BEGIN
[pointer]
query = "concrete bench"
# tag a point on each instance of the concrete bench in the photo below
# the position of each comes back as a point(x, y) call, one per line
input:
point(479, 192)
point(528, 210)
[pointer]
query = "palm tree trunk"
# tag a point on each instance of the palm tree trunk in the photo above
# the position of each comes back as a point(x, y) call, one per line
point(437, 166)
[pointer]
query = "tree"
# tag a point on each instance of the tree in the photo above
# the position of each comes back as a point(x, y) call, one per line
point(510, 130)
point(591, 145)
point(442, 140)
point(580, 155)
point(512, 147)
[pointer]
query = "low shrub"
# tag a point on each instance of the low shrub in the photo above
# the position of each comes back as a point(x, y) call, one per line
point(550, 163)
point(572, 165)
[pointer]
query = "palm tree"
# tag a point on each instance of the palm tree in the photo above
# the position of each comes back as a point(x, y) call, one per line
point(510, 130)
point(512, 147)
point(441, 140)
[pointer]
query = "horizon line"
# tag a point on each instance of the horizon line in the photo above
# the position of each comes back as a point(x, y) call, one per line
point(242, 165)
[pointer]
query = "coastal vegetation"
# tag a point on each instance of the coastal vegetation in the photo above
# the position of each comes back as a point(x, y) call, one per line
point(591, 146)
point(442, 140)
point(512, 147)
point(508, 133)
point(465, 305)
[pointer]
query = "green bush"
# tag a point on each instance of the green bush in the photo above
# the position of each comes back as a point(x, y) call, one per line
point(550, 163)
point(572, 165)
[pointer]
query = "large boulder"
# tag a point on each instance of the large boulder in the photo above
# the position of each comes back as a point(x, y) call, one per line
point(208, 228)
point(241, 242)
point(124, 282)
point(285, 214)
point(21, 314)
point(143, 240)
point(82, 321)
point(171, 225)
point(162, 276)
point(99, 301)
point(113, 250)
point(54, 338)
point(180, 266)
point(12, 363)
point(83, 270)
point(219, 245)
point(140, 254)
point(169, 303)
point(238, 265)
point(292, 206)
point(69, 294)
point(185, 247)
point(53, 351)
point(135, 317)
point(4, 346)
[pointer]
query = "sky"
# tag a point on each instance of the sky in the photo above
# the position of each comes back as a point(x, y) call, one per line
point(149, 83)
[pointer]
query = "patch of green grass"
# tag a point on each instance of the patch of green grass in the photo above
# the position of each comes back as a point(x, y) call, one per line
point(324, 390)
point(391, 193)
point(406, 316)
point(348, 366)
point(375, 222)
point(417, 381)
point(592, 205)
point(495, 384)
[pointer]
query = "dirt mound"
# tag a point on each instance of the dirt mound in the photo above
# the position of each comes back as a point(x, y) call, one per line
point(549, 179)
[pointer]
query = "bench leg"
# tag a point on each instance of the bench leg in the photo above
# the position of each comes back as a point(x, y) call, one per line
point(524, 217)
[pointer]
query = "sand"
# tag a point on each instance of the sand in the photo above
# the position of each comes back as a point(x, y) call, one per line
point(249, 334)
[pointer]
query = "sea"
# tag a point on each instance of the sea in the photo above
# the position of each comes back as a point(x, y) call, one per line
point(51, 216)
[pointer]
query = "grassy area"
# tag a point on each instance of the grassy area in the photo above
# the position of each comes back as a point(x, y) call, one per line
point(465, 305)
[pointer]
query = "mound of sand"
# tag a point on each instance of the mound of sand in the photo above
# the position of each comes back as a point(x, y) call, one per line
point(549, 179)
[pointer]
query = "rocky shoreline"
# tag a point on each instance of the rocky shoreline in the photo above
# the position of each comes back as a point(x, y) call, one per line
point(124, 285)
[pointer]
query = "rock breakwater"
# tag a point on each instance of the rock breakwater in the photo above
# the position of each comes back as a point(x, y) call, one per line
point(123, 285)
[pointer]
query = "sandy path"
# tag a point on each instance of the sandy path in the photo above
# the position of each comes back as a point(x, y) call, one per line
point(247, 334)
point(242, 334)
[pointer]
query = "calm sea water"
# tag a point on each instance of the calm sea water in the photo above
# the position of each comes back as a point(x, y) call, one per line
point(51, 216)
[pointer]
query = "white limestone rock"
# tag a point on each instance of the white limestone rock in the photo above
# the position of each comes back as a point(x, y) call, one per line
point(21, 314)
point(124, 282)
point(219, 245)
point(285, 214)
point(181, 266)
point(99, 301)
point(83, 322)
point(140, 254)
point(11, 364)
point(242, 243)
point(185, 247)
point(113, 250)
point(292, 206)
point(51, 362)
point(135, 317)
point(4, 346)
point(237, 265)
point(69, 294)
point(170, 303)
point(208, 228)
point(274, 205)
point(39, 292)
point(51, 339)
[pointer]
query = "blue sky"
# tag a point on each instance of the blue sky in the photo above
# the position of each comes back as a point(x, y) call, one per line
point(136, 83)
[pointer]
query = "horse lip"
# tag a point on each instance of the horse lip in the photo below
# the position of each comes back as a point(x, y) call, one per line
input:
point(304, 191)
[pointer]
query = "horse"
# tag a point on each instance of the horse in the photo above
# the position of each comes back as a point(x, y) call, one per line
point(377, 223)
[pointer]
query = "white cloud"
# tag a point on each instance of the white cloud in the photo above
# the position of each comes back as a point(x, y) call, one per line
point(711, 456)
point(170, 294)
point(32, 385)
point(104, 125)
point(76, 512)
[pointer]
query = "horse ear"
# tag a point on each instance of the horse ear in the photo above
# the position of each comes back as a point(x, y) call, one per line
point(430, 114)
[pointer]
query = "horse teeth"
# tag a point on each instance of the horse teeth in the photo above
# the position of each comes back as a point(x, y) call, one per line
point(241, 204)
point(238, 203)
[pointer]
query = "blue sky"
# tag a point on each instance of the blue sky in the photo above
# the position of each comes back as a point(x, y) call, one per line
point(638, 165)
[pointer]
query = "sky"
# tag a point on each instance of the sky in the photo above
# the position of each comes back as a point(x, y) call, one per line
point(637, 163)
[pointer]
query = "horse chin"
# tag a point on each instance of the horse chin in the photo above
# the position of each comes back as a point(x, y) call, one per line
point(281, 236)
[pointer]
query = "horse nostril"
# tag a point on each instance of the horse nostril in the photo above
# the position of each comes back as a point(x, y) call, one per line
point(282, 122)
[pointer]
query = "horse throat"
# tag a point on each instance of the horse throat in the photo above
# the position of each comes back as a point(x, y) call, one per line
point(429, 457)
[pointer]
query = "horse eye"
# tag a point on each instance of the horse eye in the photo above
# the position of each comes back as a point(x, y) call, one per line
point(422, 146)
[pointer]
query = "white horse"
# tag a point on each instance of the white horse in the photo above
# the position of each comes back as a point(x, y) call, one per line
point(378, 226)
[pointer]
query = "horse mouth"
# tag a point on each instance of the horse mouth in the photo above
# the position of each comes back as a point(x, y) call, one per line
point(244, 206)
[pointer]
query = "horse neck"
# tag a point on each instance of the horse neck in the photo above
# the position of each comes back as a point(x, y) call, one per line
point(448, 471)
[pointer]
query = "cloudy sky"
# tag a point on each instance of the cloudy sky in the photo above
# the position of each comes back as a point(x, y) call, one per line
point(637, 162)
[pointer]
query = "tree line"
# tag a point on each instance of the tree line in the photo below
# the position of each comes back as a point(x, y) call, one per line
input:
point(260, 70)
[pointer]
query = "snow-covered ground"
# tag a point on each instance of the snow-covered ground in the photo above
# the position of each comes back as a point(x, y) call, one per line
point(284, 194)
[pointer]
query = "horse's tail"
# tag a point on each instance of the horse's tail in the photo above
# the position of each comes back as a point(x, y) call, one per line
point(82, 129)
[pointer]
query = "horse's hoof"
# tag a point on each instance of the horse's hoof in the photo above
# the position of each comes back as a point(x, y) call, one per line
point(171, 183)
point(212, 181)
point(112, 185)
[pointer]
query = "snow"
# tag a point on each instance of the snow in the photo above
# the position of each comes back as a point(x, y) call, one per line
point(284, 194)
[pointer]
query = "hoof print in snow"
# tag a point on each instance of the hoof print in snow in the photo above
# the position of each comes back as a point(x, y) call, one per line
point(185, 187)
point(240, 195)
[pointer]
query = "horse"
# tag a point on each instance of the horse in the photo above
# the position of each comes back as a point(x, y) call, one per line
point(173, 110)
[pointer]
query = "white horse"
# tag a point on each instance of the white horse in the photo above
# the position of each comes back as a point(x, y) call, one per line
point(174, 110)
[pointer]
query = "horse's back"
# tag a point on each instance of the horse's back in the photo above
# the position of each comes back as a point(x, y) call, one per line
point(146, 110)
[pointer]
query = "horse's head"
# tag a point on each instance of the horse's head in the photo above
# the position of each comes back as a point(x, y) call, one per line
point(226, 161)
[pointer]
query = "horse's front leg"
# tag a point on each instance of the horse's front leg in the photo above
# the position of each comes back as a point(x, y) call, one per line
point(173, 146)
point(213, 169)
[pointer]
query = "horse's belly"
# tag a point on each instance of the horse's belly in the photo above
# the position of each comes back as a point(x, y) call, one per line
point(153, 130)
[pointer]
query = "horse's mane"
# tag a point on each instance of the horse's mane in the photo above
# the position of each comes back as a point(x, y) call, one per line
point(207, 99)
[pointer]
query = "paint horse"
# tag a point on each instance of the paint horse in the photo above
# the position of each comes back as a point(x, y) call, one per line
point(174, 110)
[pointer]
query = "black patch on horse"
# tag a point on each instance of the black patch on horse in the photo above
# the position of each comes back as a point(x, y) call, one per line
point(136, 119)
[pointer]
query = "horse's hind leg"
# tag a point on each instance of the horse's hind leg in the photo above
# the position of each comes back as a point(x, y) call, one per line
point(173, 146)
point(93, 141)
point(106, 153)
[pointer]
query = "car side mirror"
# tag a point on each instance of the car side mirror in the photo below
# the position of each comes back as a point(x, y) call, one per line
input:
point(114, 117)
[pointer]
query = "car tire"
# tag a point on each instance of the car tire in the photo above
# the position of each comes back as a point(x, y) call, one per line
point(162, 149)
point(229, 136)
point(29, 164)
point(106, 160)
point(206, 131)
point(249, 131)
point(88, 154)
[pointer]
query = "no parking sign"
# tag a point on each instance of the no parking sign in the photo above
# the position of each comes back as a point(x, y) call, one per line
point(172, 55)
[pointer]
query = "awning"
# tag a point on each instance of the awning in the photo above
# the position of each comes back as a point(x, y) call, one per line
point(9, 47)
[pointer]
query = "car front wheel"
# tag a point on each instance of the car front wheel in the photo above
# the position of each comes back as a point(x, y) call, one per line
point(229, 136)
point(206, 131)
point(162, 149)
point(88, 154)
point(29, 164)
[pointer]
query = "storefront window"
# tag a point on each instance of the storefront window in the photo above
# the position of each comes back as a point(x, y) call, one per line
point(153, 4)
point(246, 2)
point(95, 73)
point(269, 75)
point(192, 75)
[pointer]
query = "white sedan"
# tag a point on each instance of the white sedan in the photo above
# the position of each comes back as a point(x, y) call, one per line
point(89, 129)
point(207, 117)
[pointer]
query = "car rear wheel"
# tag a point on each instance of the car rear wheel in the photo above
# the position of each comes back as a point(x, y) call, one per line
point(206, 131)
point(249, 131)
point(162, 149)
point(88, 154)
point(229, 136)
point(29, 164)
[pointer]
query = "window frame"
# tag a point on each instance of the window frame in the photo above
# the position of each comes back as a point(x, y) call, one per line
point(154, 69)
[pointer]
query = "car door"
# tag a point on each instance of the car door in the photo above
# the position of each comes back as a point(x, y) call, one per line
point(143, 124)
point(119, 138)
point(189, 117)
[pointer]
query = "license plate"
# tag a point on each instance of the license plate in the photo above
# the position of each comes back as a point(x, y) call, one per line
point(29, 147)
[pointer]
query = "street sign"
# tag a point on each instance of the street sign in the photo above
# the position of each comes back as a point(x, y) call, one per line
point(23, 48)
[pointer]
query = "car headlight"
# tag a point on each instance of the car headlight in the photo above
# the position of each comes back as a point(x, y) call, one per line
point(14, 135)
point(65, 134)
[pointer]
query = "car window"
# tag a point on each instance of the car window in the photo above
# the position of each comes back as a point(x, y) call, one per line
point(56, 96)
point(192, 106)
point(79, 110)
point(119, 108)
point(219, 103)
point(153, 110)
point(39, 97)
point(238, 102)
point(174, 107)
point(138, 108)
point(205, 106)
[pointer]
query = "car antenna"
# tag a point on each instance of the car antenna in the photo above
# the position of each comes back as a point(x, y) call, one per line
END
**TASK:**
Using the data above, transcribe the lines that run from the line with "# tag a point on each instance of the cloudy" to the line with "# tag a point on each instance of the hoof", both ends kept, and output nothing else.

**SOLUTION TO THIS TASK:**
# tag a point on each instance of the cloudy sky in the photo above
# the position of each comes back as a point(x, y) call, one per line
point(637, 162)
[pointer]
query = "tree line"
# tag a point on each instance of the tree line in the photo below
# the position of each comes back as a point(x, y) call, one per line
input:
point(260, 70)
[pointer]
query = "snow-covered ground"
# tag a point on each instance of the snow-covered ground in the photo above
# the position of each comes back as a point(x, y) call, one per line
point(284, 194)
[pointer]
query = "horse's tail"
# tag a point on each instance of the horse's tail in the photo above
# the position of each comes back as a point(x, y) call, one per line
point(82, 129)
[pointer]
query = "horse's hoof"
# tag a point on each instance of the horse's hoof in the photo above
# the position of each comes back as a point(x, y) call, one per line
point(171, 183)
point(212, 181)
point(112, 185)
[pointer]
query = "snow"
# tag a point on each instance of the snow in the photo above
# the position of each comes back as a point(x, y) call, one per line
point(284, 194)
[pointer]
query = "hoof print in snow"
# tag a point on each instance of the hoof print in snow in the photo above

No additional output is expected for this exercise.